=== Extracted data ===
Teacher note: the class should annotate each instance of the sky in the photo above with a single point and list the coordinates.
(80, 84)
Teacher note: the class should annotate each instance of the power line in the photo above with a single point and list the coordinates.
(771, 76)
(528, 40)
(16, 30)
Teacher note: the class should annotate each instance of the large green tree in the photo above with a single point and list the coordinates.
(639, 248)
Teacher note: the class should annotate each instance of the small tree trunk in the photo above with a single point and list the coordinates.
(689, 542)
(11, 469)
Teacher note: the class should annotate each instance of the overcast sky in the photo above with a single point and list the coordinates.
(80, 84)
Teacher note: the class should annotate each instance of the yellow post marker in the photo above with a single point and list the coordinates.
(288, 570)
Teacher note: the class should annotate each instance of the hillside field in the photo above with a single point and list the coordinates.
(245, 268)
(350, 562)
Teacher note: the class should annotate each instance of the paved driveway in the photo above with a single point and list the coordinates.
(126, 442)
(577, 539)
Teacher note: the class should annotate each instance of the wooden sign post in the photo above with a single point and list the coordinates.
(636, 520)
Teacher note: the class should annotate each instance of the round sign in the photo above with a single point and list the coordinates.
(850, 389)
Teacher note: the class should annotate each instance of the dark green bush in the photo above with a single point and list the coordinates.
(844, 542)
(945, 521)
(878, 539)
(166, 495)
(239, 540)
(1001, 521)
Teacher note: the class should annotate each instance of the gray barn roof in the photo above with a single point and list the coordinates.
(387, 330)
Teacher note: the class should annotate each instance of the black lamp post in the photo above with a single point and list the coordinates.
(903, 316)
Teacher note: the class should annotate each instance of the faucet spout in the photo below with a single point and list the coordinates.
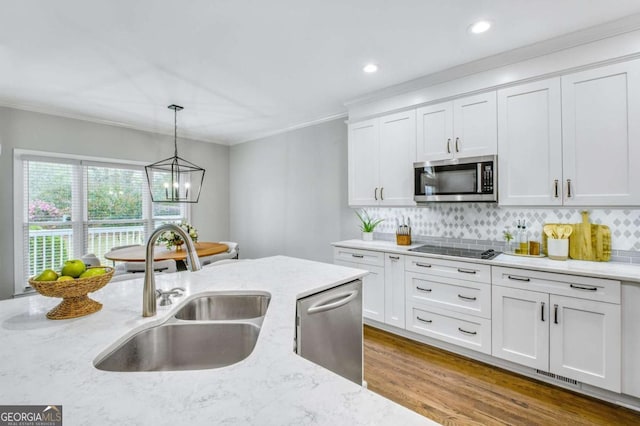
(149, 291)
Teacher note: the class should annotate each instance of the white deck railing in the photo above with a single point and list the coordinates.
(49, 248)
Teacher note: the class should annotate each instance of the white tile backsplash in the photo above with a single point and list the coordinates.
(485, 221)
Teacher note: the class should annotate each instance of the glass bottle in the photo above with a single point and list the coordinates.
(524, 239)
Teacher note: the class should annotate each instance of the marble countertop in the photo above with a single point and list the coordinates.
(612, 270)
(46, 362)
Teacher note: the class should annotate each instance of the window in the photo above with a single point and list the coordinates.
(71, 207)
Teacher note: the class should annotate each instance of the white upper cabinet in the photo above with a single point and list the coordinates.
(435, 132)
(381, 156)
(464, 127)
(530, 144)
(363, 163)
(601, 136)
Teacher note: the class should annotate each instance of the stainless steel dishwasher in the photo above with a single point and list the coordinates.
(329, 329)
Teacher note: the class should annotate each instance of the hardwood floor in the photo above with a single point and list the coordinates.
(454, 390)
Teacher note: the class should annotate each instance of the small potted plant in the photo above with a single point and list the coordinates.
(367, 224)
(172, 239)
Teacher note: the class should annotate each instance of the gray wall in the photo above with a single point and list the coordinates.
(29, 130)
(289, 193)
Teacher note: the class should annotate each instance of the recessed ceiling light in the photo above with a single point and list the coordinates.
(370, 68)
(480, 27)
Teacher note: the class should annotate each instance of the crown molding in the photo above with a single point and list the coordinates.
(566, 41)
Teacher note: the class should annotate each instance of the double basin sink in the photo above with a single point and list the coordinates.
(211, 330)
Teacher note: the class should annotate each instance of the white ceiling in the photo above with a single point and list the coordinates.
(246, 68)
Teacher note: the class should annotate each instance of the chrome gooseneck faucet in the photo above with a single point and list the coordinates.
(149, 292)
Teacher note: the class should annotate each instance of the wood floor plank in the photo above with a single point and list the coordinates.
(455, 390)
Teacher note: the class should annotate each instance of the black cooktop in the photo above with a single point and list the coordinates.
(458, 252)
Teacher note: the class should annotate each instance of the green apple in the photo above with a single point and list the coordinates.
(65, 278)
(93, 272)
(73, 268)
(47, 275)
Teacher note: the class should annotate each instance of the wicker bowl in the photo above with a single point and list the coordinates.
(75, 302)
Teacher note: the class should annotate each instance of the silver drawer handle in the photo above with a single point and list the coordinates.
(511, 277)
(579, 287)
(424, 320)
(466, 298)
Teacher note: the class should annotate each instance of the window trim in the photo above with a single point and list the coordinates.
(21, 155)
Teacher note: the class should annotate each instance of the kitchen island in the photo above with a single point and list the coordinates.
(51, 362)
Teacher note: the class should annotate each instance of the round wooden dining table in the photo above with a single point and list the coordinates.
(137, 253)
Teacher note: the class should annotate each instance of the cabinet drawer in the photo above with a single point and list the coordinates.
(598, 289)
(375, 258)
(458, 329)
(466, 297)
(449, 268)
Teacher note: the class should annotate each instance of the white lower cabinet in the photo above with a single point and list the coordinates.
(572, 333)
(449, 301)
(394, 312)
(383, 288)
(520, 326)
(449, 326)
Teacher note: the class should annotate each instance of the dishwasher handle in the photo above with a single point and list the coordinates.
(332, 302)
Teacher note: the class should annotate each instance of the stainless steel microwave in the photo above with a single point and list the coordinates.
(460, 179)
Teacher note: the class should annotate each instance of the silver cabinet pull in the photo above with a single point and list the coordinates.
(471, 333)
(579, 287)
(424, 320)
(512, 277)
(467, 298)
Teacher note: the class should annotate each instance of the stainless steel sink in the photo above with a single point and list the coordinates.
(183, 346)
(225, 307)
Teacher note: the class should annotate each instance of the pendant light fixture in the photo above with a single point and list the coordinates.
(174, 180)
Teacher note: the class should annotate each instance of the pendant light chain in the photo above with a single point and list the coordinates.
(174, 180)
(175, 132)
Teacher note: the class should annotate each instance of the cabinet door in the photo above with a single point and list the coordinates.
(530, 144)
(475, 128)
(520, 326)
(585, 341)
(394, 312)
(601, 134)
(397, 154)
(435, 132)
(363, 163)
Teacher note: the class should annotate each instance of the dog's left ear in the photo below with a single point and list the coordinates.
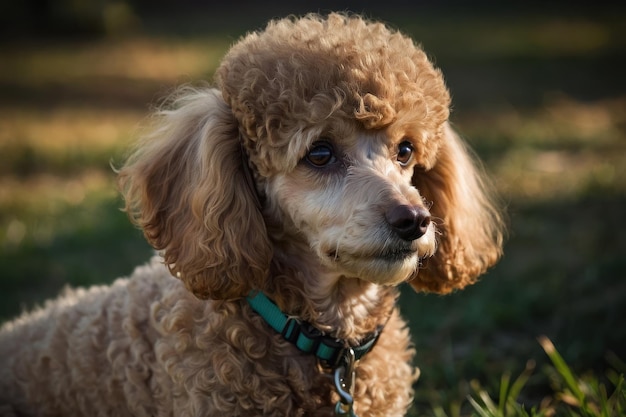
(187, 188)
(469, 222)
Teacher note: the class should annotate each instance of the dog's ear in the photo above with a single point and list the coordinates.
(185, 186)
(469, 222)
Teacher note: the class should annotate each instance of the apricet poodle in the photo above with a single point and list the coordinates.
(287, 203)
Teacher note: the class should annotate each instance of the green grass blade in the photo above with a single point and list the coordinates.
(562, 368)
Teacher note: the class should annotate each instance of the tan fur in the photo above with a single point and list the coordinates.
(222, 189)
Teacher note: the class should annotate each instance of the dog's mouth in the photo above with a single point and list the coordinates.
(390, 254)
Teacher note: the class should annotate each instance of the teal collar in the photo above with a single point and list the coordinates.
(331, 352)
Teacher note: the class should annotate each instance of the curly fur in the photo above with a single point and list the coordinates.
(222, 186)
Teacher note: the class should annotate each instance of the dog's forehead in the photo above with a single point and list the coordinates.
(285, 82)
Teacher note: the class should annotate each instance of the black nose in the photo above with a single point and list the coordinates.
(409, 222)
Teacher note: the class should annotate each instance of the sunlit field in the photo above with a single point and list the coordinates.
(541, 99)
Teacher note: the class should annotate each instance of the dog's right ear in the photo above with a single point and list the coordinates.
(186, 187)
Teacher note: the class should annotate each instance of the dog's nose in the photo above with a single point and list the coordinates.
(409, 222)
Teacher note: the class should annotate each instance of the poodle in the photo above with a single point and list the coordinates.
(286, 201)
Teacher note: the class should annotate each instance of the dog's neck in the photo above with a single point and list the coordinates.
(347, 308)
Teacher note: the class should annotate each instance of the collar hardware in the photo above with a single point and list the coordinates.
(331, 352)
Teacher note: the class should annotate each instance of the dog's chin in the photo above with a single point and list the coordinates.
(387, 268)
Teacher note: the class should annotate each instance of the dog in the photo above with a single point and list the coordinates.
(287, 202)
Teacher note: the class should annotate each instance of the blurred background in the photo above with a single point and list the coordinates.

=== What this task involves ===
Arrange the lines of the items, starting at the line that contains "of the curly" and ending at the final line of the items, as a Markdown table with two columns: Row, which numbers each line in order, and Line, which holds the line itself. Omit blank lines.

=== Task solution ===
| Row | Line |
|---|---|
| 1 | Teacher note: the class should annotate each instance of the curly fur in the photo above with a single point and list the coordinates. |
| 2 | (222, 186) |
| 3 | Teacher note: the class should annotate each instance of the dog's forehead in the photo above with a single point and list the coordinates. |
| 4 | (285, 82) |
| 5 | Teacher note: the class should annotate each instance of the black nose in the photo above with a single point and list the coordinates. |
| 6 | (409, 222) |
| 7 | Teacher note: the class should annotate each instance of the sunlit field in the photo above with a single point and list the coordinates. |
| 8 | (541, 99) |
| 9 | Teacher note: the class should annotate each instance of the dog's right ear in the photo above with a single point and list the coordinates. |
| 10 | (186, 187) |
| 11 | Teacher note: the class should annotate each instance of the dog's nose in the photo above with a single point and list the coordinates. |
| 12 | (409, 222) |
| 13 | Teacher note: the class should annotate each instance of the poodle in the photo above with a single point and list the coordinates. |
| 14 | (286, 201) |
| 15 | Teacher note: the class should annotate each instance of the dog's neck in the photo above with a single point and list the coordinates. |
| 16 | (347, 308) |
| 17 | Teacher note: the class should annotate each instance of the collar hardware in the photo above with a single point and list the coordinates. |
| 18 | (331, 352) |
| 19 | Teacher note: the class should annotate each instance of the dog's chin in the photo above with a single point and list the coordinates. |
| 20 | (387, 268) |
| 21 | Teacher note: the class should annotate each instance of the dog in the photo above with a single point and list the coordinates. |
| 22 | (287, 202) |
| 23 | Teacher note: the class should annotate each instance of the blurred background in the photo above with a single point and list the coordinates. |